— Required action —
Each entry has to be copied exactly, with nothing missed.

[Dataset entries]
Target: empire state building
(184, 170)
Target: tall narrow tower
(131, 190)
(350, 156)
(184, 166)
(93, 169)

— Result —
Target: empire state building
(184, 170)
Target: tall narrow tower
(131, 190)
(350, 156)
(184, 166)
(93, 169)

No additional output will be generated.